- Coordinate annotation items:
----------------------------------------

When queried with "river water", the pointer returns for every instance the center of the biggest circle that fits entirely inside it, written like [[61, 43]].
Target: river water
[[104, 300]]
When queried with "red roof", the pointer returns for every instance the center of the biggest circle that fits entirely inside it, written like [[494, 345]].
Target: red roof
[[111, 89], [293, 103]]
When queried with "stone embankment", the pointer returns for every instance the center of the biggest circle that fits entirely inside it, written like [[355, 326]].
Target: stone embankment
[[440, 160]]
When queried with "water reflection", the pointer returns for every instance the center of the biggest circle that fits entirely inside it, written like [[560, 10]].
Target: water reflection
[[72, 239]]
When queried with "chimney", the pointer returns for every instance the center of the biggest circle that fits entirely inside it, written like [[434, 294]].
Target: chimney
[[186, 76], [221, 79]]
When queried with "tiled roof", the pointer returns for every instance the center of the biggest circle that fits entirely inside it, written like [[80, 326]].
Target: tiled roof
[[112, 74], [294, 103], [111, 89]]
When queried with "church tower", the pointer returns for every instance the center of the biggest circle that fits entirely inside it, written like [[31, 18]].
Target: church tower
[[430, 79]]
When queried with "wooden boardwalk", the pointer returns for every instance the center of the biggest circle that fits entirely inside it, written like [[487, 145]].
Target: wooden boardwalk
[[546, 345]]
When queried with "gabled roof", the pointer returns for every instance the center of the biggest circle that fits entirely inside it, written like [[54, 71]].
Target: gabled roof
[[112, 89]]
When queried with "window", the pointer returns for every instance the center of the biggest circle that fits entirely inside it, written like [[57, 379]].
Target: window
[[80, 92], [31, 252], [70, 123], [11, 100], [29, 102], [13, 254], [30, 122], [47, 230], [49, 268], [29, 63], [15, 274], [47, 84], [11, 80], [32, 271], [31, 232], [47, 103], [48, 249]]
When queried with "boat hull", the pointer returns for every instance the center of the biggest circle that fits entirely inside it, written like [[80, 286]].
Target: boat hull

----------------------------------------

Please rewrite all of the items above, replacing "pointer" with "locator" each time it appears and leaving everything else unchanged.

- EXPECTED ANSWER:
When queried with "river water", the locator returns for every instance the center of the biggest circle that fits entirely inside it, written like [[61, 43]].
Target: river water
[[104, 300]]
When queried with "red roof", the locator returns for every instance the center of the biggest circle that fits entirely inside it, written like [[494, 345]].
Target: red roof
[[111, 89], [293, 103]]
When queried with "stone embankment", the locator returns for every instance the center of the biggest circle that fits entirely inside it, written like [[355, 326]].
Target: stone embankment
[[440, 160]]
When queried with "water reflection", the locator returns for every instance the center of the biggest circle that fits entirely inside it, written like [[560, 10]].
Target: water reflection
[[72, 239]]
When queried with "chimney", the locator returns for every instance the center of the biggest circle that fits entirely inside it, written like [[434, 294]].
Target: chimney
[[186, 76], [221, 79]]
When queried with "tiled roof", the locator returns for every instance the center of the biggest circle that fits entirely inside it, written like [[80, 326]].
Target: tiled roof
[[112, 74], [294, 103], [111, 89]]
When queried with "church tower", the locator returns for every instance the center of the biggest circle that fits entirely inside it, written like [[31, 18]].
Target: church tower
[[430, 79]]
When queried with "wooden boardwalk", the locator returns for every instance the center of the biggest circle that fits entirely inside it, written like [[487, 145]].
Target: wooden boardwalk
[[546, 345]]
When queried with "gabled roof", the locator returns for every instance the center of the biggest circle that fits entirely inside it, written like [[54, 71]].
Target: gabled roof
[[112, 89]]
When queried with "window", the locator returns for every instance the center of the biggest circle that fits entirely inside it, written like [[57, 379]].
Target: window
[[80, 92], [31, 252], [70, 123], [11, 100], [29, 102], [13, 254], [30, 122], [47, 230], [49, 268], [29, 63], [15, 274], [47, 84], [11, 80], [32, 271], [31, 232], [47, 103], [48, 249]]
When queried with "boat hull", the locator returns for every instance the center of the biggest circle that fits entirely inside it, written like [[80, 286]].
Target: boat hull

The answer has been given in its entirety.